■ TO DO ■
Write the next part of the forum discussion about using AI models with spreadsheets, picking up after its final comment.

■ SOURCE EXTRACT ■
%%
Surprisingly even small models can do this quite well. I have Sonnet on a claw-like generate something based on my emails, airbnb receipts, and so on, and it was perfect and it could edit fields and whatnot, but the Gemini tool can't do anything.

Can it work with comments in sheets as well? When I looked into it, that seemed like a limitation.

You mean cell notes? If so, perfectly well, yes.

It also works fine with Ruby and the "caxlsx" gem. Codex works fine with it as also.

My local models interact with Sheets exclusively over the API with Python scripts I been curating for years

Given how well the API works, that we are discussing Googlers, my guess is that's how they dog food their services. Programmers don't get hired by Google for mouse skills.

The GUI is for spot checking results, final presentation.

If you're sitting there point-n-clicking everything into place perhaps consider you are doing it wrong.


That sounds like an extremely narrow use case, compared to what the vast majority of Sheets users will be comfortable with

At the same time, it makes some sense... the programmers for a system aren't always the best users of a system. So if you're expecting them to dogfood their own system (Google Sheets), you might find that they test/interact with the system primarily through the API and not the GUI.

I have no idea if they do or not, but it's a plausible explanation...


Use case feels like the wrong term.

Do you mean restricted workflow? Googles APIs are pretty much 1:1 to the GUI

And using Python makes it trivial to copy-paste out of files and other APIs with one run of Python

Versus all the fiddling in browser tabs with a mouse, it actually affords an incredibly wide set of options to quickly collate and format data


How? This argument would make sense if sheets wasn’t targeted at a general audience.

I tried it the other day to work on some exported CSVs when doing my taxes. I was finally able to get it to do what I wanted, but it was definitely an exercise, feeling like I was talking to Chat GPT from a couple of years ago. (as in a really smart but easily distracted and confused child)

You should try MS Copilot which uses open source Python libraries to interact with Office file formats.

The libraries themselves are OK, but MS uses them stupidly. If you want to fill out some form in DOCX or XSLX format you will get broken formatting. And this is from Office company.
%%
Stored items
%%
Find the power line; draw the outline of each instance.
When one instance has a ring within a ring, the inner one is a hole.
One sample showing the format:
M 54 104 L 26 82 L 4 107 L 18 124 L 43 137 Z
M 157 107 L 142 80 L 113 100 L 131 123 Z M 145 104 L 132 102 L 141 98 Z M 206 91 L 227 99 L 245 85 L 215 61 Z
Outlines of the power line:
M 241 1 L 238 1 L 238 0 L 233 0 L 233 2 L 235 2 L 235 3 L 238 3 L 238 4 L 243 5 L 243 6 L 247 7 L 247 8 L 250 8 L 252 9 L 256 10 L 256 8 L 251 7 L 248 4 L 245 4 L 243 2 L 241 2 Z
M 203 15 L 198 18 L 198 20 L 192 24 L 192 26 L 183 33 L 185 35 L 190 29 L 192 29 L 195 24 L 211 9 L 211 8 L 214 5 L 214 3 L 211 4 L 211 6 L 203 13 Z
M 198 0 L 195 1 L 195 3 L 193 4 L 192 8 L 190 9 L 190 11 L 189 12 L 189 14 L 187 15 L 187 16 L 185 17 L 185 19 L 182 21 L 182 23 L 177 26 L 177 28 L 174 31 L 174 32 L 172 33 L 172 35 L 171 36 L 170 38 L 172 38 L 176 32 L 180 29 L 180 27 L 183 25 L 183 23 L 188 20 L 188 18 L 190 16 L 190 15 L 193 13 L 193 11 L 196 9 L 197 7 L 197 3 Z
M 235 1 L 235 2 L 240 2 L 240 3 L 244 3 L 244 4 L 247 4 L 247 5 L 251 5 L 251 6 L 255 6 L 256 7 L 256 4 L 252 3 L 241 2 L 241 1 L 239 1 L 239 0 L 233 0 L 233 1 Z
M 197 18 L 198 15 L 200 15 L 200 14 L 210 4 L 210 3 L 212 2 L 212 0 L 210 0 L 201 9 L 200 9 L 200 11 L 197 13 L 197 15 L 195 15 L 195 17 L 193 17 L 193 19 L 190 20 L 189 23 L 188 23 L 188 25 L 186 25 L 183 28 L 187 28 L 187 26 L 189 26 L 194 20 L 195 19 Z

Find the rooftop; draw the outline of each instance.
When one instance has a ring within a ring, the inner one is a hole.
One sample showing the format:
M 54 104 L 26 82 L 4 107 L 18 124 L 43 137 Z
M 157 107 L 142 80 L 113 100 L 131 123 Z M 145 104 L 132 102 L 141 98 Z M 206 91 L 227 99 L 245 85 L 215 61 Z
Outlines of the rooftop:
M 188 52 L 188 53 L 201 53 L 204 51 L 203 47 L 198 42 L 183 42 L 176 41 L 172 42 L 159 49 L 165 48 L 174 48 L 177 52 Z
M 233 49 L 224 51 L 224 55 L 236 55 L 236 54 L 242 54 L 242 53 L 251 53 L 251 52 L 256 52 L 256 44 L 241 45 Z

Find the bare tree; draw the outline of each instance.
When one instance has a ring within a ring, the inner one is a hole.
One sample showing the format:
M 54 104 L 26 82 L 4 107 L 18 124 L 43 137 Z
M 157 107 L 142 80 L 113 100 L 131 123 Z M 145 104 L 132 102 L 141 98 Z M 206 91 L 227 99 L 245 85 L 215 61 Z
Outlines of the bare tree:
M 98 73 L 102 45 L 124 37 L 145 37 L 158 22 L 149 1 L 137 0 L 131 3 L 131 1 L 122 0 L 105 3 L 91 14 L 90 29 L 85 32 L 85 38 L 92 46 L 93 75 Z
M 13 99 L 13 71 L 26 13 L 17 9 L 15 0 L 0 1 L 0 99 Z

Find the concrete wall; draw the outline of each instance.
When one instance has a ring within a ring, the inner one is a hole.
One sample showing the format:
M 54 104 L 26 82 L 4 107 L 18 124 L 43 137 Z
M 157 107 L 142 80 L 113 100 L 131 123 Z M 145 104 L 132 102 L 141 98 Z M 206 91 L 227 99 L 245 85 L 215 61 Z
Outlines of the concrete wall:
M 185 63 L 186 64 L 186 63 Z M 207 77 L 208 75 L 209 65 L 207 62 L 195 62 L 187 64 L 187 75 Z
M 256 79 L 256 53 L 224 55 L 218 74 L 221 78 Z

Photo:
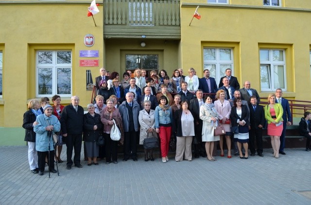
%%
■ EXERCISE OUTPUT ■
Obviously. Because they didn't train the model on proprietary MS code. Which is bad but also good in some way, as it might force MS to support better their formats in the open source world.

I recently experimented with trying to generate a passable slide deck from a script and outline I had written beforehand. The ChatGPT integration built into Powerpoint was abysmally bad. Like to the point it was embarrassing as a product.

Claude one-shot something with a Python script that was pretty okay.


Yeah, the Sheets integration is weird. It's usually ok when it wants to place something down the first time. But then it seems incapable of making any changes to it. Or even acknowledging the data in the sheet. What's up with that?

I love Sheets, but I dont care for using Gemini to interact with Sheets. It seems like a recipe for disaster. Do I really want it to muck around with thousands of rows and no intuitive way to diff its changes? Nope, sticking with basic Sheets

I mean, you're wrong. As a Xoogler, everything was in Sheets. Our roadmap was in Sheets. It's more they don't care.

This combined with the other guy saying they use Sheets through the API really makes for some of the funniest imagery. “Dave, did you finish that ticket to make the button blue?”

“Oh yeah, mate, give me a second to just whip up a script and set that task to complete. Do you remember if it was B729 or C624 that I should change?”

“It’s B729. But change the script to use ‘completed’ all right?”

“Yeah, give me a minute. Just need to spin up a Google project and activate the Sheets API (New). Now let me just get credentials. Got it. Yeah, now let me get Gemini to fix up the script. All right. Looking good. Shall I run it?”

“Yeah, lgtm”

“Done”

“Good process, guys. Velocity is at an all time high. Cell B729 is set to ‘completed’ as we planned.”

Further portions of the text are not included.